* BEGIN *

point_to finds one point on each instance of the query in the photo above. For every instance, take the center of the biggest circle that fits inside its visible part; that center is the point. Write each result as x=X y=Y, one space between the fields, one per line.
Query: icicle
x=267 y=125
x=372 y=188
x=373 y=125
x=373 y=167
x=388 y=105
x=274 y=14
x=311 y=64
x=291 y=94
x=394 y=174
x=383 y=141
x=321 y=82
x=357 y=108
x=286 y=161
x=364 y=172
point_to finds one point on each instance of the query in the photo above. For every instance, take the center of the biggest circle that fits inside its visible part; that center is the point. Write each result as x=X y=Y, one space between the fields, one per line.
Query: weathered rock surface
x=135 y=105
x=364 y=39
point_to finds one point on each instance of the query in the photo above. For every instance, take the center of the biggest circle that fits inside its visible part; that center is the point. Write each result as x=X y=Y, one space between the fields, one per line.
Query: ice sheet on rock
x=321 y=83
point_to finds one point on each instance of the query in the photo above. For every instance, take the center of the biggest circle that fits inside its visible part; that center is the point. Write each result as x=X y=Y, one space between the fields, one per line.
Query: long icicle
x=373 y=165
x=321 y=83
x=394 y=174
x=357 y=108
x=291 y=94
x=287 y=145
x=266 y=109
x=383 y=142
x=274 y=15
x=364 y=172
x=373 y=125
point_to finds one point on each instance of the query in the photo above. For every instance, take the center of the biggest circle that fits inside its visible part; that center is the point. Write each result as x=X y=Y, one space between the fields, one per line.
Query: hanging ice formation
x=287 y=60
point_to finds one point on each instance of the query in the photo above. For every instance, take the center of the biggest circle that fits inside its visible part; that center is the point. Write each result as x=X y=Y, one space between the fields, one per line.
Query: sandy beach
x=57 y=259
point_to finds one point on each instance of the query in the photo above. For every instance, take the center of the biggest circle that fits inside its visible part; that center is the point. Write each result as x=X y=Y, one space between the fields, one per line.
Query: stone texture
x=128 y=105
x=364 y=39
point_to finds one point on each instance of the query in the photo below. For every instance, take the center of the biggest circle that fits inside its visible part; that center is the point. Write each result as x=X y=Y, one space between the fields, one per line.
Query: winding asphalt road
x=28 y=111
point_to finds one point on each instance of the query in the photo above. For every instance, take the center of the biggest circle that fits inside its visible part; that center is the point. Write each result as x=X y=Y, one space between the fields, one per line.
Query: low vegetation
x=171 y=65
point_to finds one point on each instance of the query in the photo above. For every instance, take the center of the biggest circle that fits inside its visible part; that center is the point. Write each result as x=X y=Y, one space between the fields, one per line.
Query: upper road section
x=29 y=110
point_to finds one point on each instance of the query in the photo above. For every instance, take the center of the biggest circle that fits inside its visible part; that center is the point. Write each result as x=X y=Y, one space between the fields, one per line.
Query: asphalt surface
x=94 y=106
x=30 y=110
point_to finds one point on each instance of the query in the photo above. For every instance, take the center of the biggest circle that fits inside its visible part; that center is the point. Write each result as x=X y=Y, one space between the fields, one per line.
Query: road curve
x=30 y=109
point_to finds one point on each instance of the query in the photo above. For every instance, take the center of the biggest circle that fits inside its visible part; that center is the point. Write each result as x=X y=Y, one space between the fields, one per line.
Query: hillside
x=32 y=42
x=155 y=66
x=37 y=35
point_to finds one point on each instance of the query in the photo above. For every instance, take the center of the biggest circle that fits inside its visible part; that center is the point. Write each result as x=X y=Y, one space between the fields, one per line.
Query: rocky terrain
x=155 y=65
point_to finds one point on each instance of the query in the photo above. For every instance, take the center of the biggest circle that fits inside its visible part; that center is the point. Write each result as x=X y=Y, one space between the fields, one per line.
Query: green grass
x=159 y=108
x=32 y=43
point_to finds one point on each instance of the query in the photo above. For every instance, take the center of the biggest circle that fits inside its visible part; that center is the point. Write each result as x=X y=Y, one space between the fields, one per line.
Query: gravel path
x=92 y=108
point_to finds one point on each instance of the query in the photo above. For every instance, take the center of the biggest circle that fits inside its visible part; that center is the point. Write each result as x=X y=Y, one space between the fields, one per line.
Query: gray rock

* END *

## EXERCISE BRIEF
Copy out all of the data above line by line, changing nothing.

## ANSWER IN FULL
point_to finds one point on each instance of the query in the photo above. For every instance, take the center of the biggest circle that fits inside its visible part; that center is the point. Write each result as x=X y=Y, one space between the fields, one per line.
Query: icicle
x=267 y=125
x=372 y=188
x=373 y=125
x=373 y=167
x=388 y=105
x=274 y=14
x=311 y=64
x=291 y=94
x=394 y=174
x=383 y=141
x=321 y=82
x=357 y=108
x=286 y=161
x=364 y=172
point_to finds one point on each instance of the query in the photo above. For every instance, take the center of the biggest circle that fits inside its visible part; that center is the point. Write each result as x=X y=Y, one space between the fields, one per line.
Query: weathered rock surface
x=135 y=105
x=364 y=39
point_to finds one point on each instance of the query in the photo above. For every instance, take the center of the biggest circle that fits inside its visible part; that center is the point. Write each result as x=X y=Y, one space between the fields, one per line.
Query: ice sheet on rock
x=321 y=83
point_to finds one point on each instance of the query in the photo above. For every instance, take the center of the biggest circle that fits inside its visible part; that center is the point. Write each result as x=X y=Y, one space between the fields, one per line.
Query: long icicle
x=373 y=165
x=321 y=83
x=394 y=174
x=357 y=108
x=291 y=94
x=287 y=145
x=266 y=109
x=383 y=142
x=274 y=15
x=364 y=172
x=373 y=125
point_to finds one point on each instance of the query in the photo above. For every instance, take the center of the biggest circle that fits inside its visible part; that center is the point. Write each result as x=X y=Y, one space between the fields, one per line.
Query: hanging ice formation
x=287 y=60
point_to finds one point on each instance of the query in the photo above. For every instance, take the center of the biggest circle that fits inside its visible part; that center is the point. Write each result as x=X y=Y, one space between the fields, one per line.
Query: sandy beach
x=57 y=259
point_to finds one point on each instance of the query in the photo above. For every instance, take the center of the biggest circle that fits inside its visible part; that center is the point. Write each result as x=X y=Y, one space between the fields, one per line.
Query: stone texture
x=128 y=105
x=364 y=39
point_to finds one point on each instance of the query in the photo below. For every instance, take the center of the biggest circle that fits inside its visible part; that center is the point. Write each result as x=X y=Y, one space between the fields, one per line.
Query: winding asphalt road
x=28 y=111
point_to finds one point on each instance of the query in the photo above. For every instance, take the center of the biggest circle that fits inside its visible part; that center is the point. Write each result as x=X y=Y, one space between the fields, one per line.
Query: low vegetation
x=171 y=65
point_to finds one point on each instance of the query in the photo above. For every instance, take the center of the biggest circle that fits inside its visible part; that center is the point. Write each result as x=X y=Y, one space between the fields, one per line.
Query: upper road section
x=29 y=110
point_to finds one point on each instance of the query in the photo above. For every instance, take the center of the biggest circle that fits inside its visible part; that center is the point. Write each result as x=X y=Y, one space between the fields, one per line.
Query: asphalt surface
x=94 y=106
x=30 y=110
point_to finds one point on each instance of the query in the photo above. For every instance, take the center of the biggest circle that fits inside its visible part; that center is the point. Write each result as x=X y=Y, one space between the fields, one per line.
Query: road curve
x=30 y=109
point_to finds one point on each instance of the query in the photo above. For every instance, take the center of the biggest circle that fits inside its visible part; that center is the point. Write each result as x=X y=Y, one space between the fields, one per line.
Query: hillside
x=32 y=42
x=155 y=66
x=37 y=35
point_to finds one point on each instance of the query in the photo above. For every instance, take the center of the biggest circle that fits inside its visible part; that center is the point. Write each result as x=X y=Y, one space between the fields, one per line.
Query: rocky terrain
x=155 y=65
point_to finds one point on each instance of the query in the photo above. For every instance, take the center of the biggest circle that fits inside its visible part; that center is the point. Write each result as x=X y=Y, one space between the fields, one per line.
Query: green grass
x=159 y=108
x=32 y=43
point_to finds one point on each instance of the query in the photo above. For every instance, take the center of the biggest circle that fits inside its visible part; that center is the point. Write each result as x=X y=Y, one space between the fields, one per line.
Query: gravel path
x=92 y=108
point_to finds one point on each instance of the query in the photo above. For every instance, take the center of the biggest circle that fits inside its visible part; that center is the point. Write each result as x=X y=Y, one space between the fields, one per line.
Query: gray rock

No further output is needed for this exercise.